▶ _Extract_:
-----

Sun exposure can accelerate ageing, cause skin burns, erythema (a skin reaction), skin cancer, melasmas (or sun spots) and other forms of hyperpigmentation—all triggered by solar ultraviolet radiation.
Approximately 80% of skin cancer cases in people engaged in outdoor activities are preventable by decreasing sun exposure. This can be done in lots of ways including wearing protective clothing or sunscreens.
But not all sunscreens work in the same way. You might have heard of “physical” and “chemical” sunscreens. What’s the difference and which one is right for you?
Sunscreens are grouped by their use of active inorganic and organic ultraviolet (UV) filters. Chemical sunscreens use organic filters such as cinnamates (chemically related to cinnamon oil) and benzophenones. Physical sunscreens (sometimes called mineral sunscreens) use inorganic filters such as titanium and zinc oxide.
These filters prevent the effects of UV radiation on the skin.
Organic UV filters are known as chemical filters because the molecules in them change to stop UV radiation reaching the skin. Inorganic UV filters are known as physical filters, because they work through physical means, such as blocking, scattering and reflection of UV radiation to prevent skin damage.

-----

▶ _Provided data_:
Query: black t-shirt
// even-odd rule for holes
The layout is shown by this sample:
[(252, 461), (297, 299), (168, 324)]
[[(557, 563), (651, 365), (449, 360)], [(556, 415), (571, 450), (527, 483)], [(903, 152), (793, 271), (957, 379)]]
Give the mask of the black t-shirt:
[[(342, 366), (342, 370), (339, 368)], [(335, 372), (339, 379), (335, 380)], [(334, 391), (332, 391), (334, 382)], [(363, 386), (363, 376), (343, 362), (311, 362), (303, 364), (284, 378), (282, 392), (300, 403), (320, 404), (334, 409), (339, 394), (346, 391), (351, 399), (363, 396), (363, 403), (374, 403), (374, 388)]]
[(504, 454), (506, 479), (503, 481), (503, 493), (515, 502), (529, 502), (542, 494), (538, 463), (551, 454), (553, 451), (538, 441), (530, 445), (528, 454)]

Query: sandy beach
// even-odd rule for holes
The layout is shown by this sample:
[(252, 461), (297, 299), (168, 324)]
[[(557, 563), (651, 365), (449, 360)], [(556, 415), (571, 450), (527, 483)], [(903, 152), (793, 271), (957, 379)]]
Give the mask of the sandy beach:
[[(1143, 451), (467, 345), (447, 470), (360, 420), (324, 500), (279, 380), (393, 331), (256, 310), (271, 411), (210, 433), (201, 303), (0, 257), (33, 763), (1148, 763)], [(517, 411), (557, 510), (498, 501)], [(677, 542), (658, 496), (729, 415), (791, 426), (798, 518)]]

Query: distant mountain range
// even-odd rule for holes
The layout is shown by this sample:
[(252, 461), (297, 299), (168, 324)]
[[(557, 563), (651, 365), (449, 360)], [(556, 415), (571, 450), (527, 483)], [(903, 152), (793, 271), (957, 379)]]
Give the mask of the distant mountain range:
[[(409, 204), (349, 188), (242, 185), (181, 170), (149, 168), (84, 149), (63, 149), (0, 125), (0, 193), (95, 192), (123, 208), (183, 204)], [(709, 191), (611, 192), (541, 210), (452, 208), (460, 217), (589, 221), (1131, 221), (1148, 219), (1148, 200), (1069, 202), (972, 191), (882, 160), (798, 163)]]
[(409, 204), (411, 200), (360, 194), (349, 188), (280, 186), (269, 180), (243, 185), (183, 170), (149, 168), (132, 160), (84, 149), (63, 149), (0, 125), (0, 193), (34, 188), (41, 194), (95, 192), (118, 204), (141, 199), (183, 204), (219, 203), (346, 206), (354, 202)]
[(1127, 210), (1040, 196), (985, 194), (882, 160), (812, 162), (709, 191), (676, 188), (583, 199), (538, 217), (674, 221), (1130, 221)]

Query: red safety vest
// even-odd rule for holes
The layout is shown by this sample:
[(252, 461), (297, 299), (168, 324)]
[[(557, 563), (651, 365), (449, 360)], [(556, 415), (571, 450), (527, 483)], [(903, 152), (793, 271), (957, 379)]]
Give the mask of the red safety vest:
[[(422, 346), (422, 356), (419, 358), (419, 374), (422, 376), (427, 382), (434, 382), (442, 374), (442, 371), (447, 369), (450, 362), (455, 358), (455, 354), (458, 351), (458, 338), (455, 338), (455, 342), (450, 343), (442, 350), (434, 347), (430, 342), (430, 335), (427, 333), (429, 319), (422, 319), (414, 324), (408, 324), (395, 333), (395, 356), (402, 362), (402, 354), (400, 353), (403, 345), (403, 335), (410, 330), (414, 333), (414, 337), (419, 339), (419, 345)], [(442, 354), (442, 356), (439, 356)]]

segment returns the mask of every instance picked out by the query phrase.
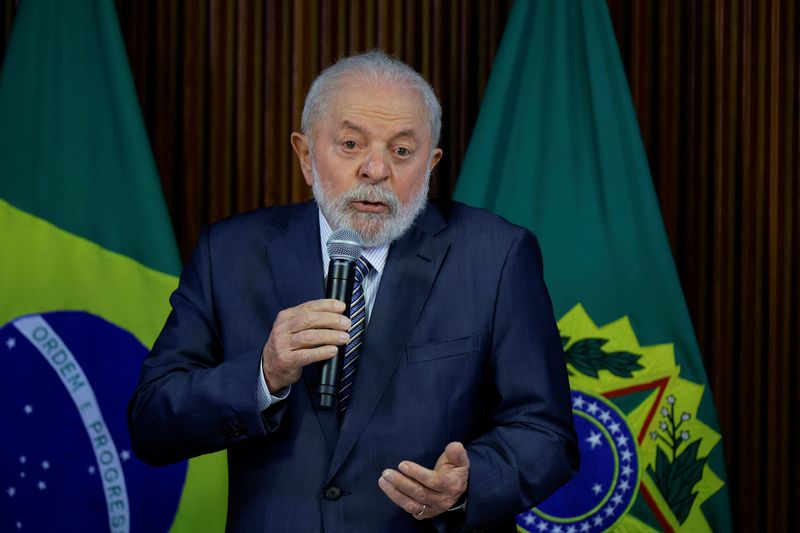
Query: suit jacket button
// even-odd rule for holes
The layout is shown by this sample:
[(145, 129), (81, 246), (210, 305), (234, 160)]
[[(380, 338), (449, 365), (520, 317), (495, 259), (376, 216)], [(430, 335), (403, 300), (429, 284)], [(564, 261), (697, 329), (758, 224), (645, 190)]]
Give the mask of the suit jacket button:
[(325, 489), (325, 498), (332, 502), (335, 502), (336, 500), (341, 498), (341, 496), (342, 496), (342, 491), (339, 490), (339, 487), (335, 485), (331, 485), (330, 487)]

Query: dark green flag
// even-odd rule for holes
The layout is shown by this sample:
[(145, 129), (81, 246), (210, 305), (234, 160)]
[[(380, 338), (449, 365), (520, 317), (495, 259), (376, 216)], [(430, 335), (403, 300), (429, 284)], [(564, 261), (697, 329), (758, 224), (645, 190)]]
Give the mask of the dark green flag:
[(221, 531), (224, 454), (127, 402), (180, 260), (111, 0), (21, 3), (0, 72), (0, 531)]
[(527, 531), (731, 530), (719, 425), (605, 2), (518, 0), (455, 192), (540, 239), (577, 478)]

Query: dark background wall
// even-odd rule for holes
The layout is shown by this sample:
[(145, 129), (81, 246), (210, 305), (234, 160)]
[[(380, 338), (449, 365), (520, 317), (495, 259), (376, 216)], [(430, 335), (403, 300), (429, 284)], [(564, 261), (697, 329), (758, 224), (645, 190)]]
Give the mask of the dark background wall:
[[(518, 0), (522, 1), (522, 0)], [(380, 47), (430, 79), (452, 193), (510, 0), (116, 0), (184, 258), (203, 224), (310, 196), (311, 80)], [(800, 8), (608, 0), (717, 404), (734, 522), (798, 529)], [(0, 0), (0, 60), (16, 12)]]

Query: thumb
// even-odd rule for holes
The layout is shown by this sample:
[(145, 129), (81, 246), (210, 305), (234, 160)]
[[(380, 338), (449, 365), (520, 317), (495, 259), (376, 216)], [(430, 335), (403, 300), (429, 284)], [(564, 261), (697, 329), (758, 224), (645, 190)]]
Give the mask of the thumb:
[(460, 442), (451, 442), (442, 454), (445, 462), (453, 466), (469, 466), (469, 456), (464, 445)]

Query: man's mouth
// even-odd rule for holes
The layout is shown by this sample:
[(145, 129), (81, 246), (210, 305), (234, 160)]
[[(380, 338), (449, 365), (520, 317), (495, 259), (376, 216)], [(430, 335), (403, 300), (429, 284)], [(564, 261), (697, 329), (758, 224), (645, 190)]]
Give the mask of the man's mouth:
[(366, 200), (355, 200), (350, 205), (360, 213), (385, 213), (389, 209), (389, 206), (382, 202), (368, 202)]

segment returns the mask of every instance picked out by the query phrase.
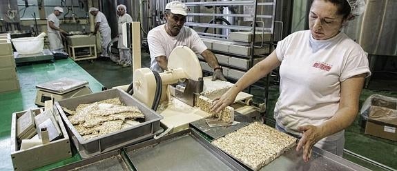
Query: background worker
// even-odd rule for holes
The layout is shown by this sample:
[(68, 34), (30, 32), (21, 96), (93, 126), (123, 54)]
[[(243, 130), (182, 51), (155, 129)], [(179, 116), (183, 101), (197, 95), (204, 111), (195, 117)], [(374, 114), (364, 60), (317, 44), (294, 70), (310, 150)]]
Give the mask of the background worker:
[(132, 23), (133, 18), (130, 15), (126, 13), (127, 8), (126, 6), (121, 4), (117, 6), (117, 13), (119, 15), (118, 27), (119, 27), (119, 43), (117, 48), (119, 48), (119, 56), (120, 60), (118, 64), (122, 67), (131, 66), (132, 59), (131, 52), (129, 48), (123, 45), (123, 31), (122, 25), (124, 23)]
[(186, 46), (203, 56), (214, 70), (213, 81), (226, 80), (216, 57), (207, 49), (195, 30), (184, 26), (187, 10), (186, 6), (180, 1), (167, 3), (164, 12), (166, 23), (151, 30), (148, 33), (151, 70), (158, 72), (166, 70), (171, 51), (178, 46)]
[(47, 32), (48, 41), (50, 41), (50, 49), (54, 50), (61, 50), (64, 49), (62, 45), (62, 38), (61, 32), (68, 34), (59, 28), (59, 19), (58, 17), (64, 12), (62, 8), (57, 6), (54, 8), (54, 12), (47, 17)]
[(106, 17), (105, 17), (104, 13), (100, 12), (98, 8), (94, 7), (90, 8), (88, 12), (90, 14), (95, 17), (95, 28), (93, 34), (96, 35), (98, 30), (99, 30), (99, 32), (101, 33), (101, 47), (102, 48), (102, 53), (100, 57), (109, 57), (106, 48), (109, 43), (110, 43), (110, 41), (112, 41), (110, 36), (112, 31), (110, 30), (110, 27), (109, 27), (109, 24), (108, 23)]

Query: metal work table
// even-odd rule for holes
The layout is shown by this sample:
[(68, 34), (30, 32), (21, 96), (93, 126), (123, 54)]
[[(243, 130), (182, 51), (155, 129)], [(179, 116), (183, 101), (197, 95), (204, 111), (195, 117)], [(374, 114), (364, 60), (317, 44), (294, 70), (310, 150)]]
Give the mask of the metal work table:
[(32, 54), (20, 54), (17, 52), (14, 52), (15, 63), (33, 62), (41, 61), (52, 61), (54, 59), (52, 52), (48, 49), (43, 50), (43, 52)]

-----

In two sentences, summarize the text on sunscreens above.

▶ _Your solution_: Solar ultraviolet radiation can cause skin damage such as burns, accelerated aging and skin cancer, and about 80% of skin cancer cases in people active outdoors could be prevented by reducing sun exposure, for example with protective clothing or sunscreen. Chemical sunscreens use organic filters whose molecules change to stop UV radiation reaching the skin, while physical, or mineral, sunscreens use inorganic filters such as titanium and zinc oxide that block, scatter and reflect it.